◆ EXERCISE: Return all of the entries below, word for word. Omit each picture.

◆ RECORDS FOR THE EXERCISE:
Segment Open

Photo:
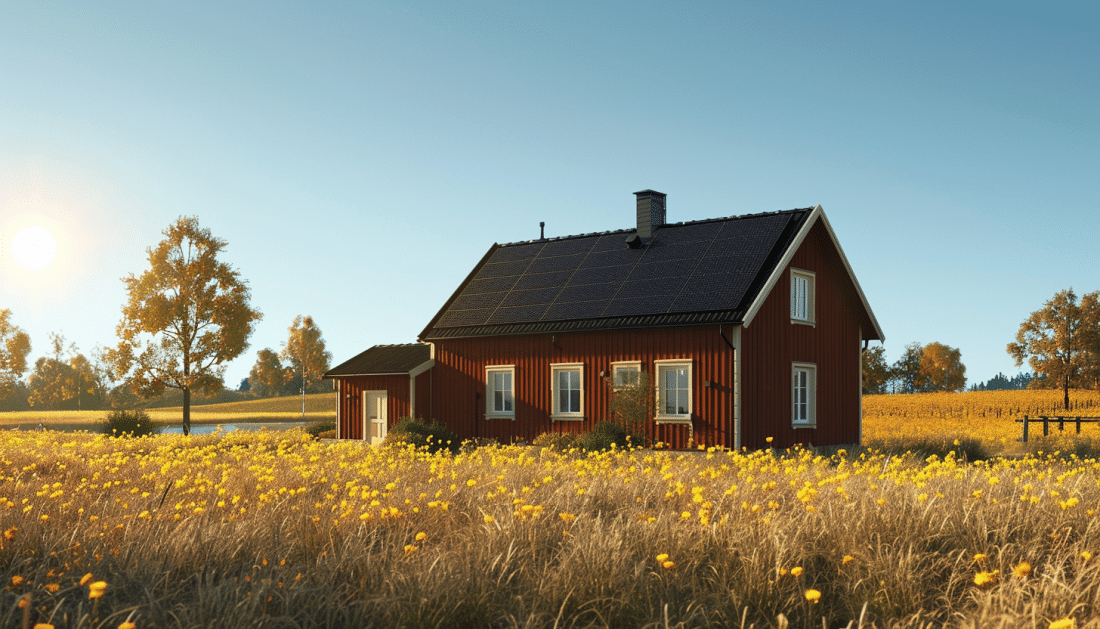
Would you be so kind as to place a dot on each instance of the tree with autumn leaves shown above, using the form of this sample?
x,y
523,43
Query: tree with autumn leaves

Segment Closed

◆ OUTPUT FOR THIS TASK:
Photo:
Would you be so kind as to place a dot on each instance of the tree with autumn leaves shown above, using the form of this sample?
x,y
523,43
Query: tree with autumn leaves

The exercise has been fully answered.